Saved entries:
■ ■ ■ ■

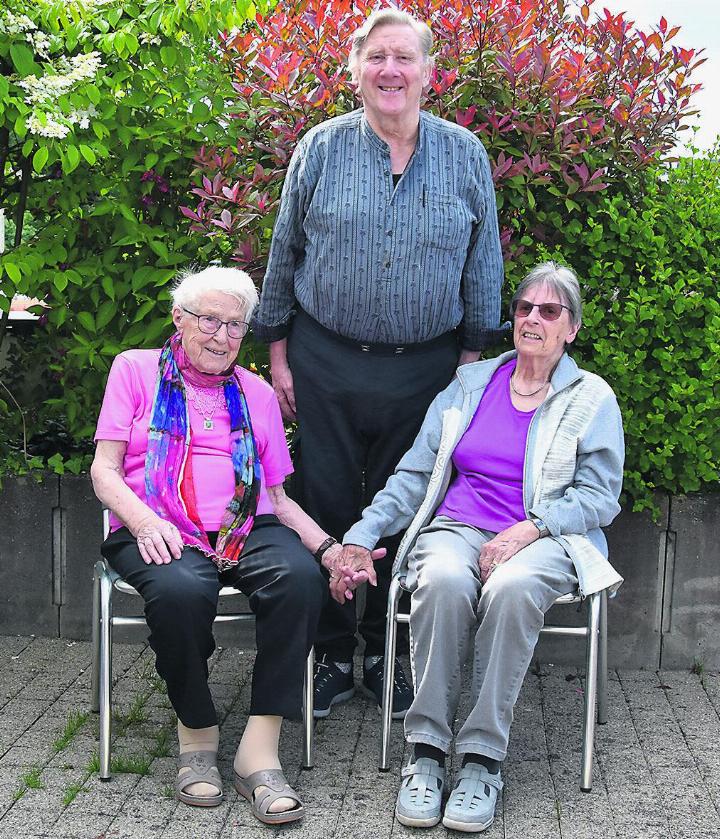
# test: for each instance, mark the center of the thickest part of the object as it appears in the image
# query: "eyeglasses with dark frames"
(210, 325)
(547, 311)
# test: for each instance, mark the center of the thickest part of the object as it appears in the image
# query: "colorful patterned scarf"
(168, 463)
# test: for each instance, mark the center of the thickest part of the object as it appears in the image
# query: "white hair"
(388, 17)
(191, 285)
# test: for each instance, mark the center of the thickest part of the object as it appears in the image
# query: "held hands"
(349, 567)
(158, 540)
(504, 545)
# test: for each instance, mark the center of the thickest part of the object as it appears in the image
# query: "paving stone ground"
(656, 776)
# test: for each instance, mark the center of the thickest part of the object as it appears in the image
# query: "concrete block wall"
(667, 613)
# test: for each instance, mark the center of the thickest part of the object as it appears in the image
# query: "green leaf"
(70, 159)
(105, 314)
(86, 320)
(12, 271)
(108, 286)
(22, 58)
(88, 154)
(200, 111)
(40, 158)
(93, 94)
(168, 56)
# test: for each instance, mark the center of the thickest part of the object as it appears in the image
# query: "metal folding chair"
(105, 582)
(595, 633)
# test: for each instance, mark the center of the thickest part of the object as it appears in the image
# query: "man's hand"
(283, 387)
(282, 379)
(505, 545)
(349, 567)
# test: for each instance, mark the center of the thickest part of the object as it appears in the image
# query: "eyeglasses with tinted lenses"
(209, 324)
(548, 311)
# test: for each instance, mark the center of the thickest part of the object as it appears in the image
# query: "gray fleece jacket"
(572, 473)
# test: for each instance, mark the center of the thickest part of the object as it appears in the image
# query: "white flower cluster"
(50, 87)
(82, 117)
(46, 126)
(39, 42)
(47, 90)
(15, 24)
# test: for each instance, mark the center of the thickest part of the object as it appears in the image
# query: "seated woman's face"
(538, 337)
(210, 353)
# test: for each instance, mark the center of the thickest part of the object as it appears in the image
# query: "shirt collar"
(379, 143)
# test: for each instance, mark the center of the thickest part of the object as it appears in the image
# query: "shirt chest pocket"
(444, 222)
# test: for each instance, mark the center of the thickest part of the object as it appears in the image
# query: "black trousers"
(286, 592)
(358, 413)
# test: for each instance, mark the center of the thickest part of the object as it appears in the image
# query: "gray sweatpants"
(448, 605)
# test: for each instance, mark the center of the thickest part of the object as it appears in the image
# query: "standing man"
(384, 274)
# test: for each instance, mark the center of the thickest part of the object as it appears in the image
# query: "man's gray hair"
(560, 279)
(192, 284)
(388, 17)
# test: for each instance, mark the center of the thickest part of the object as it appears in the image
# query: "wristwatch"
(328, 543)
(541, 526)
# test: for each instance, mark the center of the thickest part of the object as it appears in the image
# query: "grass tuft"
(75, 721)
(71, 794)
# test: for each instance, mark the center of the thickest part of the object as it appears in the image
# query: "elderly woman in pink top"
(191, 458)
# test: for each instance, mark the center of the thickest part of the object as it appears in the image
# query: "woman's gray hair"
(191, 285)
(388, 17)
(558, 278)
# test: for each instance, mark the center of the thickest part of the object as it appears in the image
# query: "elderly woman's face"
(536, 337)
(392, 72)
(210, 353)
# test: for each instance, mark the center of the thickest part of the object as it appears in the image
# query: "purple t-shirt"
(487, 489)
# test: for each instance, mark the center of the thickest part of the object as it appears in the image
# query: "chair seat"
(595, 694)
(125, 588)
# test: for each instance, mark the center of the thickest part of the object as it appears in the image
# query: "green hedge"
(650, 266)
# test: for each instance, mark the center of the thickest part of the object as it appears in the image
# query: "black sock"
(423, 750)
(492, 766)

■ ■ ■ ■

**WHAT THE TASK REQUIRES**. In your copy, include no pictures, but reproduce all records exactly.

**PROBLEM SOLUTION**.
# test: for each instance, mark the center of the thickest part of the object as it appears in the image
# query: "eyeglasses with dark frames"
(210, 325)
(547, 311)
# test: for each instance, mark the center of the thickest part of the object as it appears in the image
# query: "colorful patterned scarf"
(168, 463)
# test: for each instance, mark the center of the thickest part of the object as it appears in the image
# query: "white hair"
(388, 17)
(191, 285)
# test: for each instance, mark the center of the thickest part of the object as it appears in the image
# query: "held hands"
(349, 567)
(158, 540)
(504, 545)
# test: for each instance, mark the center of the thickest part of the object as it appears in the image
# query: "paving stone ground"
(656, 776)
# test: for each instance, mark the center of the thickest part of the object as it appears in the image
# query: "concrete block wall"
(667, 613)
# test: for each instance, mark the center of the thickest part of the object as it appears in the image
# query: "green leaf"
(70, 159)
(105, 314)
(86, 320)
(12, 271)
(108, 286)
(22, 58)
(88, 154)
(200, 111)
(40, 158)
(93, 94)
(168, 56)
# test: for each instance, mark the center of the thickest part of the object as it appears in the image
# query: "metal folding chair"
(105, 582)
(595, 633)
# test: for each instance, mark the center of the thickest part of the object as it appears in the image
# query: "man's hand"
(283, 387)
(282, 379)
(505, 545)
(349, 567)
# test: for each instance, mark the center of the thickest part of the object as it appears in the image
# query: "eyeglasses with tinted lenses"
(209, 324)
(548, 311)
# test: for each instance, mark the center of the thickest part of the object as it appears in the image
# query: "gray fleece jacket"
(572, 473)
# test: for each instance, mark the center of the thickest part of the object as it appears in the image
# query: "white flower cluster"
(50, 87)
(82, 117)
(46, 126)
(39, 42)
(47, 90)
(15, 24)
# test: for each instance, mark the center of the thickest part of the object as it appears in the image
# query: "seated woman's face"
(538, 337)
(210, 353)
# test: for each instance, mark the center of the thickest part of the object as it appears in the image
# query: "shirt collar"
(379, 143)
# test: for each instance, mark the center of the thickest part of the object as it appears in the image
# query: "shirt chest pocket"
(444, 222)
# test: for each instance, mark the center of the thickest part of the object as it appears in the image
# query: "black trousers"
(286, 592)
(358, 413)
# test: for each instance, mark the center of the thickest part of the object as it appears in the image
# query: "gray sweatpants"
(448, 605)
# test: for each instance, mark the center of the thickest part of the object as it appears in the image
# query: "standing man"
(384, 274)
# test: for each instance, mark the center of the thickest part of the object as it appears in the image
# query: "man's gray hair"
(560, 279)
(192, 284)
(388, 17)
# test: for each instance, mark the center of the thickest part of the object as it appears in the image
# query: "wristwatch"
(328, 543)
(541, 526)
# test: for each instance, mark the center of the thickest part of the object as it appears in the image
# query: "grass tuft"
(75, 721)
(71, 794)
# test: for each instance, mark the center of the thickest part of the object as it appears in the image
# query: "elderly woman in pink top"
(191, 458)
# test: for each instance, mark the center of the thickest part of the object as it appears in the image
# query: "woman's gray hair"
(191, 285)
(388, 17)
(558, 278)
# test: for each instance, mark the center of the thickest part of the object as it appears in the image
# query: "elderly woman's face"
(536, 337)
(392, 72)
(210, 353)
# test: for each instance, mark the center of the thickest part of the object as it appears in the image
# query: "purple t-shirt"
(487, 489)
# test: for each instance, mark the center of the thickest part of the object as it appears in the image
# query: "chair seat"
(595, 694)
(125, 588)
# test: for each instance, mark the center of the thickest part of the object as it appears in the image
# query: "green hedge"
(650, 266)
# test: for each instance, mark the center of the thickest part of the object as it appears in the image
# query: "black sock"
(423, 750)
(492, 766)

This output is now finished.